┌──

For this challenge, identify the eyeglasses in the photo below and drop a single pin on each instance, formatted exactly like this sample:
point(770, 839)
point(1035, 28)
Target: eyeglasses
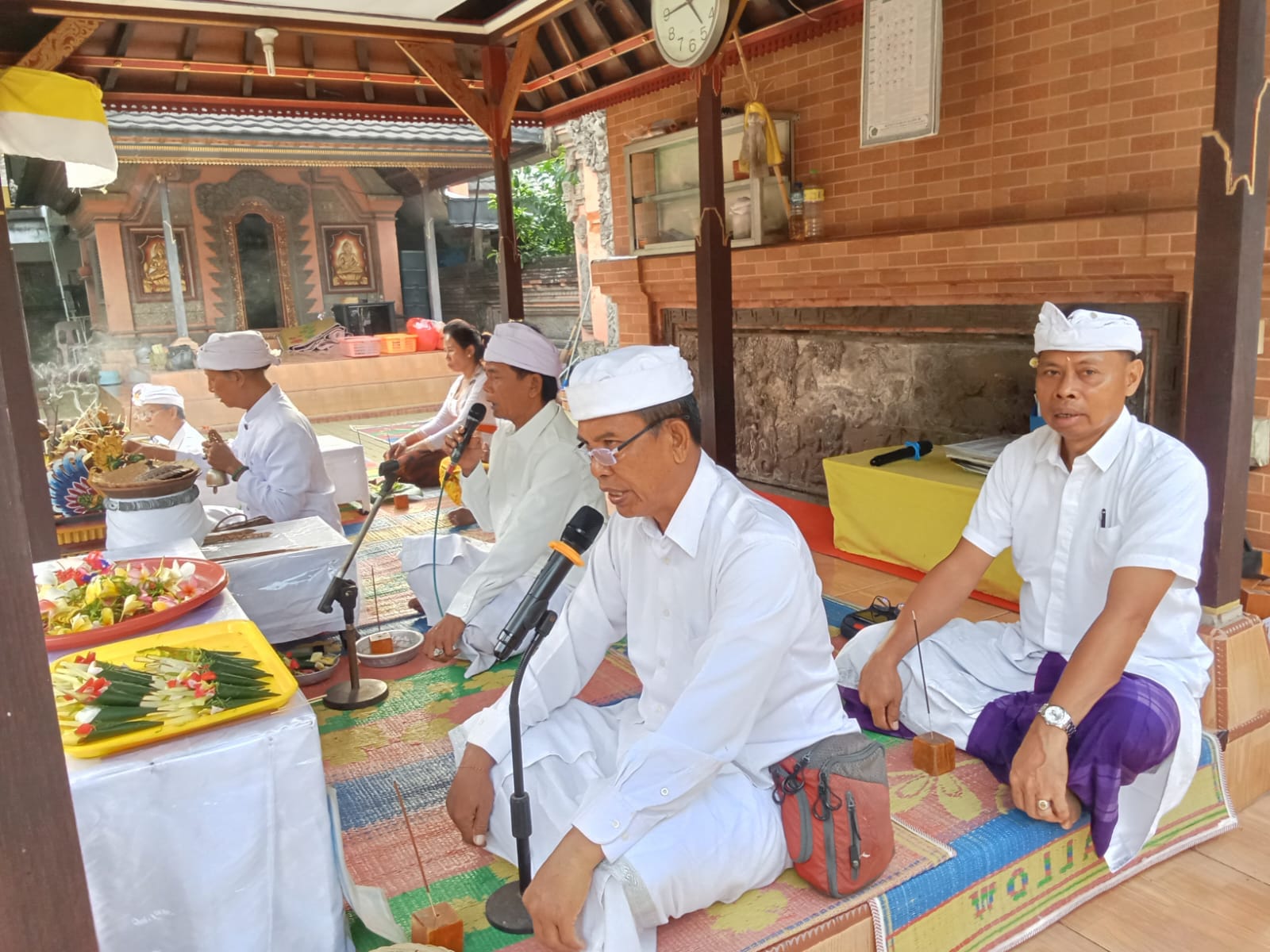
point(609, 457)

└──

* Exercise directions
Write out the data above in full and exactly, but without the pictures.

* Answer box
For this challenge, identify the eyeglasses in the photo below and drop a single pin on each instance, formatted exactly like this sample:
point(770, 839)
point(1035, 28)
Target: eyeglasses
point(609, 457)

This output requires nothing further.